◆ Referring expression data
———

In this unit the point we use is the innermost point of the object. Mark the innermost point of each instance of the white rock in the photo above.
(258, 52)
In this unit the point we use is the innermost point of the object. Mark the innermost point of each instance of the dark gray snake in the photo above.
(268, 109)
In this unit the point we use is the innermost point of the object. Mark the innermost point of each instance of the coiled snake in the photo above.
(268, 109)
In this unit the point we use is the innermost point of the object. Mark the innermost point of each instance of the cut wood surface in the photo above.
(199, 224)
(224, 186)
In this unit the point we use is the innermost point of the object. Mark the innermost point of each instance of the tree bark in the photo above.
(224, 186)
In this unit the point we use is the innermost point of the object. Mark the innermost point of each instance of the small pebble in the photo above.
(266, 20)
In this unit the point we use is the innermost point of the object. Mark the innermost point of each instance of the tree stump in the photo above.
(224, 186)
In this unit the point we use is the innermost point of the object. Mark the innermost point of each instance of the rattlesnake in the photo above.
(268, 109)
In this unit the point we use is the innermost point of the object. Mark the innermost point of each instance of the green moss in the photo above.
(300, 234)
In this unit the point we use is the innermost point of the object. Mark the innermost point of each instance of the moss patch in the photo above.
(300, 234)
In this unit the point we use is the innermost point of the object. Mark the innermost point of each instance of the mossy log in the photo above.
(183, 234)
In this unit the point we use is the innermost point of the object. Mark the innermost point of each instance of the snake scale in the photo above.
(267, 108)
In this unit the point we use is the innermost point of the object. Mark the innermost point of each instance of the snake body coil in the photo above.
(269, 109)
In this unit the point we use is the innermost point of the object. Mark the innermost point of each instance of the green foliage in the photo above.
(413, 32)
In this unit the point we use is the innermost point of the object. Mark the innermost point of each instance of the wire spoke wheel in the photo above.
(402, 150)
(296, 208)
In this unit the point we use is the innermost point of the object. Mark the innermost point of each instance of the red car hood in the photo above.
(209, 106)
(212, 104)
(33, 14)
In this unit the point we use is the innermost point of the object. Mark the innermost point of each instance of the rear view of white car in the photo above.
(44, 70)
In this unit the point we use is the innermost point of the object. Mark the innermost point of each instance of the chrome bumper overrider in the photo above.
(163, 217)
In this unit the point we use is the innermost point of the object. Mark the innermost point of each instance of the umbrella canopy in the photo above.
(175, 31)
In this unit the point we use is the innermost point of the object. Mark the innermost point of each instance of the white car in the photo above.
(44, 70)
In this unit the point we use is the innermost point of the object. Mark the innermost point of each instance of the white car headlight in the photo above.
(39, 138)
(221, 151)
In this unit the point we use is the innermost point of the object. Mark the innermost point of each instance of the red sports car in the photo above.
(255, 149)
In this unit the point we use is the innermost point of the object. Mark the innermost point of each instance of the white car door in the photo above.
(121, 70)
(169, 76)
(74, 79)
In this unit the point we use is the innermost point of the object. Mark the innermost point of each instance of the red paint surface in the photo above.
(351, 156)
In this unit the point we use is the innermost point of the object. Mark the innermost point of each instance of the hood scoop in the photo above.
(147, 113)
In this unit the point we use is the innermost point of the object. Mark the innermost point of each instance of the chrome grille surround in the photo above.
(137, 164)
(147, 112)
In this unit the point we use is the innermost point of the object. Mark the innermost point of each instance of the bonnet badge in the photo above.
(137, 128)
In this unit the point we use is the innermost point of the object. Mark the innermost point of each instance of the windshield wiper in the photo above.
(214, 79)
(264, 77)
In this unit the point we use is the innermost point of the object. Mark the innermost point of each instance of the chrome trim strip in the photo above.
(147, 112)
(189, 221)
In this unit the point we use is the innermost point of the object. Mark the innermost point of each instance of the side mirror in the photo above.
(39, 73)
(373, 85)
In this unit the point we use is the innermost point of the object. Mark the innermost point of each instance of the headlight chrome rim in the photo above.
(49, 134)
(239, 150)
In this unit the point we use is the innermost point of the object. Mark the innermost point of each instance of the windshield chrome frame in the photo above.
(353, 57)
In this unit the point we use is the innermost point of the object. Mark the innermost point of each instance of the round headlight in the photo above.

———

◆ WORK TASK
Each record above is to be reproduced word for word.

◆ SOLUTION TO THIS PROBLEM
In this unit the point we use is the innermost point of the object. Mark the innermost point of each instance of the white rock in the photo above.
(258, 52)
In this unit the point we use is the innermost point of the object. Mark the innermost point of each instance of the dark gray snake in the photo above.
(268, 109)
In this unit the point we use is the innermost point of the object. Mark the innermost point of each instance of the coiled snake in the photo above.
(268, 109)
In this unit the point we use is the innermost point of the object. Mark the innermost point of each instance of the cut wood surface in the photo above.
(199, 224)
(224, 186)
In this unit the point we use is the innermost point of the object. Mark the innermost point of each instance of the tree bark in the photo above.
(224, 186)
In this unit the point we use is the innermost point of the object. Mark the innermost point of each instance of the small pebble in the photo above.
(266, 20)
In this unit the point we use is the innermost point of the object. Mark the innermost point of each instance of the tree stump in the photo above.
(224, 186)
In this unit the point we use is the innermost point of the object. Mark the innermost point of each instance of the rattlesnake in the photo above.
(268, 109)
In this unit the point we use is the innermost point of the object. Mark the innermost point of each instance of the green moss in the photo above.
(300, 234)
In this unit the point we use is the innermost point of the object. Mark the innermost point of each instance of the moss patch in the photo above.
(300, 234)
In this unit the point we use is the innermost point of the object. Mark the innermost point of each instance of the mossy log in the photo above.
(183, 234)
In this unit the point we use is the innermost point of the object. Mark the innermost point of each instance of the snake scale in the photo above.
(267, 108)
In this unit the point we use is the innermost point of the object. Mark the innermost point of each instance of the snake body coil in the photo above.
(269, 109)
In this unit the point we use is the innermost point of the object. Mark the innermost point of each instance of the green foliage in the photo above.
(413, 32)
In this unit the point we use is the innermost point of the object. Mark the innermost point of each instance of the wire spoke wheel in the photo above.
(402, 150)
(296, 208)
In this unit the point we use is the innermost point of the object. Mark the innermost point of each instance of the red car hood in the photo above.
(209, 106)
(212, 104)
(33, 14)
In this unit the point we use is the innermost point of the object. Mark the innermost point of each instance of the rear view of white car in the photo above.
(44, 70)
In this unit the point we use is the innermost point of the object. Mark the innermost point of each instance of the chrome bumper overrider in the photo above.
(163, 217)
In this unit the point we use is the innermost point of the object. Mark the innermost point of each instance of the umbrella canopy in the photo above.
(175, 31)
In this unit the point we use is the innermost point of the object. Mark the innermost point of each instance of the white car in the photo above.
(44, 70)
In this unit the point we use is the innermost point of the object. Mark the innermost point of each instance of the white car headlight in the photo above.
(39, 138)
(221, 151)
In this unit the point we use is the innermost point of the object. Mark the innermost point of each instance of the red sports car in the photo above.
(255, 149)
In this unit the point we use is the innermost point of the object. Mark the innermost point of each instance of the white car door in the photo above.
(121, 70)
(169, 76)
(74, 79)
In this unit the point we use is the innermost point of the object. Mark the innermost point of each instance of the red paint surface in the photo above.
(351, 156)
In this unit the point we use is the innermost point of the object. Mark the innermost point of each instance of the hood scoop in the photo above.
(147, 113)
In this unit the point we use is the innermost point of the object. Mark the innermost point of each instance of the chrome grille surround in the photo above.
(137, 164)
(147, 112)
In this unit the point we use is the innermost point of the object. Mark the innermost point of each instance of the bonnet badge in the photo above.
(137, 128)
In this unit the point we use is the innermost point of the object. Mark the innermost point of each instance of the windshield wiper in the photo above.
(214, 79)
(264, 77)
In this unit the point we use is the innermost point of the object. Mark the innermost point of each instance of the chrome trim strip in the photo above.
(147, 112)
(189, 221)
In this unit the point we use is the innermost point of the object. Mark the innermost point of each instance of the side mirror in the photo above.
(39, 73)
(373, 85)
In this unit the point we use is the innermost point of the object. Mark the innermost point of each instance of the headlight chrome rim in the photo above.
(49, 134)
(239, 150)
In this unit the point we use is the innermost point of the object. Mark the innermost point of each instance of the windshield chrome frame in the photo above.
(353, 57)
In this unit the point we use is the innermost point of the object. Mark the innermost point of each instance of the round headlight in the photo above.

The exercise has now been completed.